** begin Quoted passage **
For undocumented immigrants, socioeconomic mobility cannot overcome racial and legal barriers to full social acceptance

0 comments

Estimated reading time: 5 minutes

ariela-schachter-80x108Recent research has shown that despite the concerns of those who are uncomfortable with immigration, immigrants are assimilating into the US, gradually becoming more socioeconomically similar. But does immigrants’ socioeconomic mobility mean that they are more accepted by their host society? In new research, which surveyed more than 1,350 native-born, non-Hispanic White Americans, Ariela Schachter finds that compared to US-born and naturalized citizens, and legal immigrants, Americans are far less likely to wish to have undocumented immigrants as neighbors. In addition, non-Whites were seen as being far less similar, even when they were US-born,  spoke fluent English, had white-collar jobs, volunteered regularly, or were married to White spouses. 

Last fall, the National Academy of Sciences released a report assessing the state of immigrant integration in the United States.  According to the latest evidence compiled in the report, immigrants are indeed assimilating: with more time in the United States, immigrants are becoming more similar to the native-born in terms of their education levels, employment status, income, poverty status, residential integration, and many other socioeconomic outcomes. We see a similar pattern across generations, such that the children and grandchildren of immigrants (i.e., second and third generations) are generally achieving greater parity with their native-born peers than did their immigrant parents and grandparents.

These outcomes are important in their own right, but assimilation also includes less tangible cultural practices and values that make someone be considered more or less ‘American’. While the cultural implications of immigrant assimilation are often hotly debated, most academic scholarship and policy analysis relies on measures of socioeconomic integration to make inferences about our cultural acceptance of immigrants, which can be more difficult to measure and quantify.
** end Quoted passage **
** begin Supplied information **
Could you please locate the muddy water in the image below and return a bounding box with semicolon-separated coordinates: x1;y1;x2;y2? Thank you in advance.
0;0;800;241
** end Supplied information **
* Goals
1. According to the article on undocumented immigrants and social acceptance, how many native-born, non-Hispanic White Americans were surveyed?
2. Reproduce the part of the article on undocumented immigrants and social acceptance starting at "Estimated reading time: 5" and ending at "to White spouses.".

* Answers in order
1. More than 1,350.

2.
Estimated reading time: 5 minutes

ariela-schachter-80x108Recent research has shown that despite the concerns of those who are uncomfortable with immigration, immigrants are assimilating into the US, gradually becoming more socioeconomically similar. But does immigrants’ socioeconomic mobility mean that they are more accepted by their host society? In new research, which surveyed more than 1,350 native-born, non-Hispanic White Americans, Ariela Schachter finds that compared to US-born and naturalized citizens, and legal immigrants, Americans are far less likely to wish to have undocumented immigrants as neighbors. In addition, non-Whites were seen as being far less similar, even when they were US-born,  spoke fluent English, had white-collar jobs, volunteered regularly, or were married to White spouses.